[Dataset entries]
*****

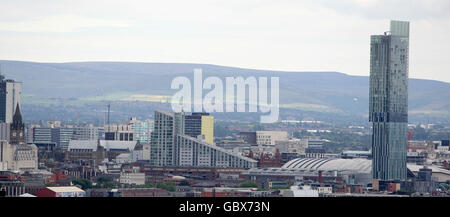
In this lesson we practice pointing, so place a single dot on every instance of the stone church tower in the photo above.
(17, 131)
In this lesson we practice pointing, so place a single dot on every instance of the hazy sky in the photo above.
(292, 35)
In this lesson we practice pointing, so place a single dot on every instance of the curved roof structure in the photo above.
(330, 164)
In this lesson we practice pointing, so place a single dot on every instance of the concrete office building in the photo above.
(388, 101)
(10, 98)
(18, 157)
(60, 136)
(166, 126)
(200, 124)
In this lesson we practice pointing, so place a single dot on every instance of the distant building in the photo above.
(86, 133)
(46, 135)
(88, 151)
(388, 101)
(297, 146)
(132, 177)
(167, 125)
(18, 157)
(191, 152)
(70, 191)
(270, 137)
(200, 124)
(356, 154)
(10, 98)
(119, 132)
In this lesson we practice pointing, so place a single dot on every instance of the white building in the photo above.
(11, 95)
(270, 137)
(300, 191)
(292, 146)
(132, 178)
(193, 152)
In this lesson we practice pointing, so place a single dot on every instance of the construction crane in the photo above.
(107, 113)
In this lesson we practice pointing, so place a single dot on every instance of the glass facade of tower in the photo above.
(388, 101)
(162, 147)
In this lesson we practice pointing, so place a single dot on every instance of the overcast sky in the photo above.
(291, 35)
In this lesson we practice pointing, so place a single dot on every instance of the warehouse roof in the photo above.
(65, 189)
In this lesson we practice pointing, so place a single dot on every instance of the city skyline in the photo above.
(307, 36)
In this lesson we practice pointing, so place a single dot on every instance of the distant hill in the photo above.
(328, 92)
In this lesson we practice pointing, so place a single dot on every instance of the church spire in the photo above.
(17, 118)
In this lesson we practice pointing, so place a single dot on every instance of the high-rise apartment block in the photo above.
(10, 98)
(172, 146)
(388, 101)
(200, 124)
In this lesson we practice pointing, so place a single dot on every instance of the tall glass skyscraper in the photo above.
(388, 109)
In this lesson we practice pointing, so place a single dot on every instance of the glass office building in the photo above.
(388, 109)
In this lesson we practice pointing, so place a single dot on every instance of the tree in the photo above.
(249, 184)
(169, 186)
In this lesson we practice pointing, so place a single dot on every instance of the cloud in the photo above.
(60, 24)
(388, 9)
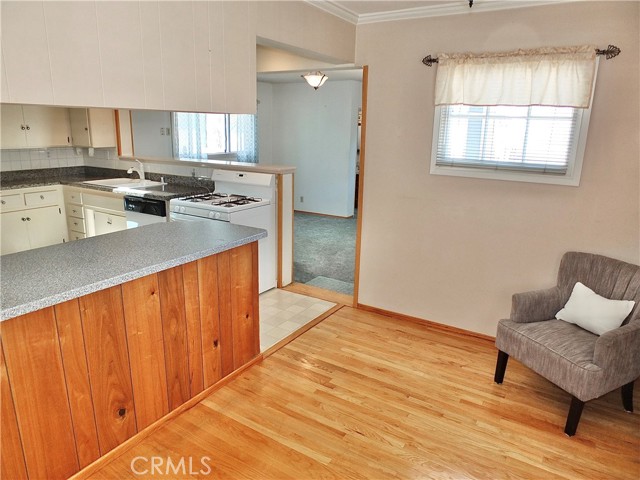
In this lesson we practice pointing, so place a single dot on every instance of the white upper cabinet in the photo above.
(178, 55)
(93, 127)
(152, 60)
(166, 55)
(202, 56)
(25, 53)
(25, 126)
(121, 54)
(239, 67)
(75, 55)
(216, 55)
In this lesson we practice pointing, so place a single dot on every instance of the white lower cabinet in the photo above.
(90, 212)
(108, 222)
(39, 226)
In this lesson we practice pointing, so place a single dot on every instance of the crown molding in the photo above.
(335, 10)
(458, 8)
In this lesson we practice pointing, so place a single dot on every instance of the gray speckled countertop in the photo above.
(76, 176)
(42, 277)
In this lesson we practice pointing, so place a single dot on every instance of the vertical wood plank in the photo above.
(194, 334)
(74, 361)
(109, 370)
(209, 320)
(34, 368)
(256, 297)
(141, 302)
(12, 464)
(243, 290)
(174, 328)
(225, 288)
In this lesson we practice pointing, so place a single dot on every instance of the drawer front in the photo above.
(75, 224)
(74, 210)
(39, 199)
(11, 201)
(71, 196)
(108, 203)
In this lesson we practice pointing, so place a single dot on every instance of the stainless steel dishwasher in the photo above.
(144, 211)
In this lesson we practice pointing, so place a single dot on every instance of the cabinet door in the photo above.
(47, 126)
(102, 127)
(14, 236)
(79, 127)
(46, 226)
(12, 133)
(108, 223)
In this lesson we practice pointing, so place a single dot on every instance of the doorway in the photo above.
(318, 132)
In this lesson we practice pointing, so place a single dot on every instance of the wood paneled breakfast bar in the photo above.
(102, 337)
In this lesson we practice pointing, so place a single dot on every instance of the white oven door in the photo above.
(181, 217)
(262, 217)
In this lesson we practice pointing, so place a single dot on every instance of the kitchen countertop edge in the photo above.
(21, 304)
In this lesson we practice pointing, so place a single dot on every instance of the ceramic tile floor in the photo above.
(282, 313)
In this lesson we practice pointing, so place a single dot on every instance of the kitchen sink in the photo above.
(124, 182)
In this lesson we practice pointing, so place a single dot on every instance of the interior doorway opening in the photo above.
(318, 132)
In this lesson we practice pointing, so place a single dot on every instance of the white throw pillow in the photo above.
(593, 312)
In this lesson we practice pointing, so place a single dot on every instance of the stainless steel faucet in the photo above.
(139, 169)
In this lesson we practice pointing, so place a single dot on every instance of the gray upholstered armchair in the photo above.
(583, 364)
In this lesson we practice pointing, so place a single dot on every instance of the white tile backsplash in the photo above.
(36, 158)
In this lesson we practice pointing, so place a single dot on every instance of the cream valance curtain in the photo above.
(557, 76)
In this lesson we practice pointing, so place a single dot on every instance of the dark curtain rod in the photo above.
(610, 52)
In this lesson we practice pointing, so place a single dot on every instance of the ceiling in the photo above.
(372, 11)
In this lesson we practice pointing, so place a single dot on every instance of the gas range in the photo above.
(206, 205)
(254, 206)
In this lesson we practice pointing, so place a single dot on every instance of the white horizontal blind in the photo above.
(532, 139)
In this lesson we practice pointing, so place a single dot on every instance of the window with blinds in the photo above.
(508, 141)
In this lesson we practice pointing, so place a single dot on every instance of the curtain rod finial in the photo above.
(610, 52)
(429, 60)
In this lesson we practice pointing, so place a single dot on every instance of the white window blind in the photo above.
(533, 139)
(520, 115)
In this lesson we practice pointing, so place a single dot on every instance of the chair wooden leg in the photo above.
(575, 410)
(627, 397)
(501, 366)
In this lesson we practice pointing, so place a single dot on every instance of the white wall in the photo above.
(454, 250)
(150, 137)
(265, 120)
(315, 131)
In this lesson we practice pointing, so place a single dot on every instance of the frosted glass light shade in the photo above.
(315, 79)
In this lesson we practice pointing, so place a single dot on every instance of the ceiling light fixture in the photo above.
(315, 79)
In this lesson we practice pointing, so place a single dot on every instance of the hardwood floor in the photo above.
(362, 395)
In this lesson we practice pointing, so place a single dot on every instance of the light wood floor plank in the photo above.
(363, 395)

*****

WORK REQUIRED: Can the entries above be repeated exactly, without their pictures?

RESULT OF THIS TASK:
In this lesson we practice pointing, so place a single dot on every instance of the stone church tower in the photo above.
(17, 131)
In this lesson we practice pointing, so place a single dot on every instance of the hazy sky in the photo above.
(292, 35)
In this lesson we practice pointing, so place a single dot on every instance of the curved roof structure in the photo above.
(330, 164)
In this lesson we practice pointing, so place a single dot on every instance of the concrete office building in the photo above.
(388, 101)
(10, 98)
(18, 157)
(60, 136)
(166, 126)
(200, 124)
In this lesson we practice pointing, so place a single dot on every instance of the distant building in the photo above.
(86, 133)
(46, 135)
(88, 151)
(388, 101)
(297, 146)
(132, 177)
(167, 125)
(18, 157)
(191, 152)
(70, 191)
(270, 137)
(200, 124)
(356, 154)
(10, 98)
(119, 132)
In this lesson we practice pointing, so place a single dot on every instance of the white building in the photo above.
(11, 95)
(270, 137)
(300, 191)
(292, 146)
(132, 178)
(193, 152)
In this lesson we practice pointing, so place a single dot on every instance of the construction crane in the photo above.
(107, 113)
In this lesson we practice pointing, so place a single dot on every instance of the glass facade of tower in the photo above.
(388, 101)
(162, 147)
In this lesson we practice pointing, so place a single dot on every instance of the overcast sky in the photo above.
(291, 35)
In this lesson we practice pointing, so place a single dot on every instance of the warehouse roof in the photo above.
(65, 189)
In this lesson we practice pointing, so place a single dot on every instance of the city skyline in the photo above.
(307, 36)
In this lesson we practice pointing, so place a single dot on every instance of the distant hill in the photo above.
(328, 92)
In this lesson we practice pointing, so place a single dot on every instance of the church spire in the photo above.
(17, 118)
In this lesson we practice pointing, so place a single dot on every instance of the high-rise apartment block in the photo above.
(10, 98)
(172, 146)
(388, 101)
(200, 124)
In this lesson we practice pointing, so place a single dot on every instance of the tall glass skyscraper in the photo above.
(388, 109)
In this lesson we practice pointing, so place a single dot on every instance of the glass office building in the photo above.
(388, 109)
In this lesson we practice pointing, so place a single dot on every instance of the tree in the photo above.
(249, 184)
(169, 186)
In this lesson we practice pointing, so place a single dot on every instance of the cloud in the photo above.
(60, 24)
(388, 9)
In this lesson we practice pointing, so place a single dot on every instance of the white upper cabinet in the photo above.
(178, 55)
(93, 127)
(152, 60)
(166, 55)
(202, 56)
(25, 53)
(25, 126)
(121, 54)
(239, 67)
(75, 55)
(216, 55)
In this lesson we practice pointing, so place a single dot on every instance of the white lower cabinet in the photo above.
(90, 212)
(108, 222)
(39, 226)
In this lesson we practice pointing, so place a single dot on every instance of the crown molding in the photo above.
(335, 10)
(458, 8)
In this lesson we practice pointing, so place a single dot on every instance of the gray speckled countertop in the photo above.
(76, 176)
(42, 277)
In this lesson we practice pointing, so place a single dot on every instance of the vertical wood plank in the photo above.
(194, 334)
(74, 361)
(109, 370)
(209, 320)
(34, 368)
(256, 297)
(141, 302)
(12, 464)
(243, 290)
(174, 328)
(225, 288)
In this lesson we practice pointing, so place a single dot on every instance of the drawer front in the photo above.
(75, 224)
(74, 210)
(39, 199)
(11, 201)
(71, 196)
(108, 203)
In this lesson we practice pointing, so place a single dot on every instance of the stainless steel dishwasher in the photo above.
(144, 211)
In this lesson we practice pointing, so place a single dot on every instance of the cabinet door in the photo above.
(47, 126)
(102, 127)
(14, 236)
(79, 127)
(46, 226)
(12, 133)
(108, 223)
In this lesson we practice pointing, so place a single dot on every instance of the doorway in the photo above.
(318, 132)
In this lesson we practice pointing, so place a single dot on every instance of the wood paneled breakfast bar in the photo above.
(102, 337)
In this lesson we practice pointing, so place a single dot on every instance of the white oven door in the photo above.
(181, 217)
(262, 217)
In this lesson we practice pointing, so place a single dot on every instance of the kitchen countertop edge in the photo above.
(21, 304)
In this lesson we practice pointing, so place a single dot on every instance of the ceramic tile floor in the photo above.
(282, 313)
In this lesson we practice pointing, so place a single dot on every instance of the kitchen sink in the photo above.
(124, 182)
In this lesson we practice pointing, so place a single dot on every instance of the interior doorway opening in the photo above.
(318, 132)
In this lesson we practice pointing, so place a single dot on every instance of the white throw pillow in the photo above.
(593, 312)
In this lesson we practice pointing, so place a single dot on every instance of the stainless steel faucet in the photo above.
(139, 169)
In this lesson we practice pointing, so place a single dot on every instance of the gray upholstered armchair in the photo above.
(583, 364)
In this lesson we practice pointing, so place a single dot on every instance of the white tile backsplash in the photo above.
(36, 158)
In this lesson we practice pointing, so place a single dot on every instance of the cream valance curtain in the photo above.
(557, 76)
In this lesson we practice pointing, so place a single dot on every instance of the dark curtain rod in the photo above.
(610, 52)
In this lesson we practice pointing, so place a single dot on every instance of the ceiling in the photo above.
(372, 11)
In this lesson we practice pointing, so place a single dot on every instance of the gas range in the photo above.
(206, 205)
(254, 206)
In this lesson we practice pointing, so place a single dot on every instance of the white horizontal blind in the photo above.
(532, 139)
In this lesson we practice pointing, so place a single dot on every instance of the window with blinds in the photo above.
(508, 141)
In this lesson we practice pointing, so place a single dot on every instance of the curtain rod finial in the photo above.
(610, 52)
(429, 60)
In this lesson we practice pointing, so place a single dot on every instance of the white window blind in the photo above.
(533, 139)
(520, 115)
In this lesson we practice pointing, so place a single dot on every instance of the chair wooden leg in the photo above.
(575, 410)
(627, 397)
(501, 366)
In this lesson we practice pointing, so place a single dot on every instance of the white wall in the photo above.
(454, 250)
(150, 137)
(265, 120)
(315, 131)
In this lesson we practice pointing, so place a single dot on every instance of the frosted glass light shade in the photo above.
(315, 79)
In this lesson we practice pointing, so place a single dot on every instance of the ceiling light fixture in the photo above.
(315, 79)
In this lesson we practice pointing, so place a single dot on every instance of the hardwood floor in the photo above.
(362, 395)
In this lesson we practice pointing, so place a single dot on every instance of the light wood floor plank in the photo above.
(363, 395)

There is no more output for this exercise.